__TASK BRIEF__
Count the lines in the listing below that contain the word "rear", and reply with that number alone.

__ROWS__
= = = = = = =
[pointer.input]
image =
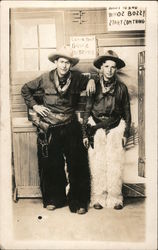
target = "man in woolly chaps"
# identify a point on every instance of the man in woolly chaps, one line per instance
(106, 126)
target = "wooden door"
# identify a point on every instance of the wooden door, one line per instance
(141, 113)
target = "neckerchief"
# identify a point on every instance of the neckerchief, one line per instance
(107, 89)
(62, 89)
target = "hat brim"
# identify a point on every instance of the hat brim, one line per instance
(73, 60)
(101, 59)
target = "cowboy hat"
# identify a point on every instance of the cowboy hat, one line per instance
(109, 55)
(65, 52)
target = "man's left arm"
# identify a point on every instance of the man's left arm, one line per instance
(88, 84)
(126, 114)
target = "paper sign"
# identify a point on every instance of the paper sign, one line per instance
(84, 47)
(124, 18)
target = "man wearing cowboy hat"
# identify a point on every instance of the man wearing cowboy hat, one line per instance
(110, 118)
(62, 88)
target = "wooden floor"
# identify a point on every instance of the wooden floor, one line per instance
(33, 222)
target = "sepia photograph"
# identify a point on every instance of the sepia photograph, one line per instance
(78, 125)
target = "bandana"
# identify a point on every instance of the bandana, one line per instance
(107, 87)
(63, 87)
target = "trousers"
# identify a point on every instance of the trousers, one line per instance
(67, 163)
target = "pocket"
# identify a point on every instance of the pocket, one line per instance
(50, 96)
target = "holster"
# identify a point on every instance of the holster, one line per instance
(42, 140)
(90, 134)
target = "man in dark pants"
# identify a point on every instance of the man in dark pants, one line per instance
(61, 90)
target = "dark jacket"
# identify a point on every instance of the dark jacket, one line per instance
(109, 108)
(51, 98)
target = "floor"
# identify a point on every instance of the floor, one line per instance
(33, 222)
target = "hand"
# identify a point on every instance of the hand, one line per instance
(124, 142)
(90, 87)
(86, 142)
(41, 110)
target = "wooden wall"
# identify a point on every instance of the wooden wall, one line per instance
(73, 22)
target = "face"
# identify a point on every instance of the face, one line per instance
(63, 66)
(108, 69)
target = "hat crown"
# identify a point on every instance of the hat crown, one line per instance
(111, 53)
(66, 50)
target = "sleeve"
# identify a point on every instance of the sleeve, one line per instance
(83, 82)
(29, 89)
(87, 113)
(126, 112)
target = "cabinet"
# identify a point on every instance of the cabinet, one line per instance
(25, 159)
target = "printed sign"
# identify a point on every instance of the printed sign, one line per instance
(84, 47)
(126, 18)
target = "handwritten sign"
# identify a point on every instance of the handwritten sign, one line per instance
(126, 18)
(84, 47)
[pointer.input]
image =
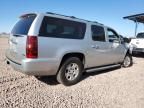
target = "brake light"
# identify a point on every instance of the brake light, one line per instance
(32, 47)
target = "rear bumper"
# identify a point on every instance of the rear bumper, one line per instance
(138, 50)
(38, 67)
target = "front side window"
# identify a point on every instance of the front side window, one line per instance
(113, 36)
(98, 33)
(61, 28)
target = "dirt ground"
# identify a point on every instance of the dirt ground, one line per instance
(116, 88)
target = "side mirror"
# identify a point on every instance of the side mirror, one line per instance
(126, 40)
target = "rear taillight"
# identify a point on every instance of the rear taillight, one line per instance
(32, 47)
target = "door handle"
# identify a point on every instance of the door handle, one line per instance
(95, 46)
= = = = = = =
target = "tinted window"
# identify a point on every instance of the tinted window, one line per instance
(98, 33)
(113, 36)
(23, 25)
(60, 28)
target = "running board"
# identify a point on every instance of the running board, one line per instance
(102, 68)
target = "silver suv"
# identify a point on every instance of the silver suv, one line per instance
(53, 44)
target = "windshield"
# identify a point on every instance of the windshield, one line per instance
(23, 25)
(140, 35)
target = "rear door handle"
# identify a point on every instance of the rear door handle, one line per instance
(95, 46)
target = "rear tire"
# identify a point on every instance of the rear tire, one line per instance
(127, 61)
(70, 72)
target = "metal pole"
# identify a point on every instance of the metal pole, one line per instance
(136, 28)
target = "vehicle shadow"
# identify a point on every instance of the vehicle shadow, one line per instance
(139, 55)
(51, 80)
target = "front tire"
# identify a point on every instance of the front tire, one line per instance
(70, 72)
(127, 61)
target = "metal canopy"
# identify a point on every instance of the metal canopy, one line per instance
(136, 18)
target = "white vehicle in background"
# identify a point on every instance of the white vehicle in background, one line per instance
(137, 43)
= = = = = = =
__RESPONSE TO THE TASK__
8